(What you should do):
Transcribe the full listing word for word, leaving nothing out.

# # # # # # #

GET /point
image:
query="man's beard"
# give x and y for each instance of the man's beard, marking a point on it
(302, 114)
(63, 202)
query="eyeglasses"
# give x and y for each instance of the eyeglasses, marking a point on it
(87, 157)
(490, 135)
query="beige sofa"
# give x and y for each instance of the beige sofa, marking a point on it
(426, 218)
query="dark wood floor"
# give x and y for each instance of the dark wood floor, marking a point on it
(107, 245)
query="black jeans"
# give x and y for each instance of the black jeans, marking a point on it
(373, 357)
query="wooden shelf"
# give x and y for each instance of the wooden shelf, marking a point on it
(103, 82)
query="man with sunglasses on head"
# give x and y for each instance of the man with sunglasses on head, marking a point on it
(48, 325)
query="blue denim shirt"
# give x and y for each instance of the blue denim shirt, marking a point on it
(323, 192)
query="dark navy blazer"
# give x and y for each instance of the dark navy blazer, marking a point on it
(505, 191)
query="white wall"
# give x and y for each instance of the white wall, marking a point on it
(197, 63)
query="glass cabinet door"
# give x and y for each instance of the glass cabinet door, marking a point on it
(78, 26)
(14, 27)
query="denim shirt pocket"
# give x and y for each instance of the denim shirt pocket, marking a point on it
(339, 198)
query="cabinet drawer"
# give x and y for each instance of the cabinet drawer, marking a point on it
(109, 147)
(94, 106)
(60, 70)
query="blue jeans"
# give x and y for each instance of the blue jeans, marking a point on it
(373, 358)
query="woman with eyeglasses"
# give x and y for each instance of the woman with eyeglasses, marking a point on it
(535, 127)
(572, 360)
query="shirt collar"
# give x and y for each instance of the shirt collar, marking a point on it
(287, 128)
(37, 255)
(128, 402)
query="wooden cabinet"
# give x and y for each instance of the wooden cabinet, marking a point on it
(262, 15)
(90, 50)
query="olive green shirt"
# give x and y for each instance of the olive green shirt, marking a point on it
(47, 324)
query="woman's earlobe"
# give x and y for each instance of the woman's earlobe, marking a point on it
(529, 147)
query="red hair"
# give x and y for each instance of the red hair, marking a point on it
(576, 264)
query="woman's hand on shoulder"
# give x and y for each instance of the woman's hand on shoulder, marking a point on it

# # # # # # #

(Result):
GET /point
image:
query="man's beard"
# give x and y for each instance of the man's beard, marking a point on it
(302, 114)
(63, 202)
query="eyeglasses"
# give x and y for each instance of the eyeglasses, marking a point on it
(87, 157)
(490, 135)
query="beige sofa"
# give x and y for each instance of the beige sofa, marking a point on it
(426, 218)
query="dark wood floor"
# give x and y for each instance of the dark wood floor, marking a point on it
(107, 245)
query="black jeans"
# give x and y for each instance of the black jeans, marking a point on it
(373, 357)
query="wooden shelf"
# give x and y for each instance of the wooden shelf, marking a point on it
(103, 82)
query="man with sunglasses on head"
# give x and y for each instance of the man with sunglasses on head, marking a point on it
(48, 325)
query="blue denim shirt"
# give x and y for each instance of the blue denim shirt, marking a point on it
(323, 192)
query="dark navy blazer"
# give x and y for each instance of the dark navy blazer, marking a point on it
(505, 191)
query="white wall"
# give x and y for each instance of the white wall, marking a point on it
(197, 63)
query="glass cabinet door"
# give x and y for each instance of the glass cabinet door, marking a point on it
(78, 26)
(14, 27)
query="denim shirt pocket"
# give x and y for each instance of the denim shirt pocket, marking a point on it
(339, 198)
query="cabinet drawer"
# give x and y for each instance of the cabinet drawer, marking a point on it
(109, 147)
(94, 106)
(60, 70)
query="blue jeans"
# give x and y for each instance of the blue jeans, marking a point on it
(373, 358)
query="woman with eyeglasses"
# give x and y for each instance of the woman with eyeglasses, marking a point on it
(535, 127)
(572, 360)
query="shirt collar"
# give x and y for each instance of the shirt collar, marking a point on it
(287, 128)
(37, 255)
(128, 402)
query="wooden cabinet"
# give x and y for each instance of the wooden cabinet, marking a point on it
(262, 15)
(90, 50)
query="olive green shirt"
# give x and y for each instance of the olive green shirt, marking a point on it
(47, 324)
query="woman's earlobe"
# give x and y for each instance of the woman's earlobe, marking a point on it
(529, 147)
query="red hair"
# give x and y for each instance of the red hair, marking a point on it
(576, 264)
query="woman's hand on shoulder"
# give x and y for each instance of the woman's hand on shoulder, marking a point on it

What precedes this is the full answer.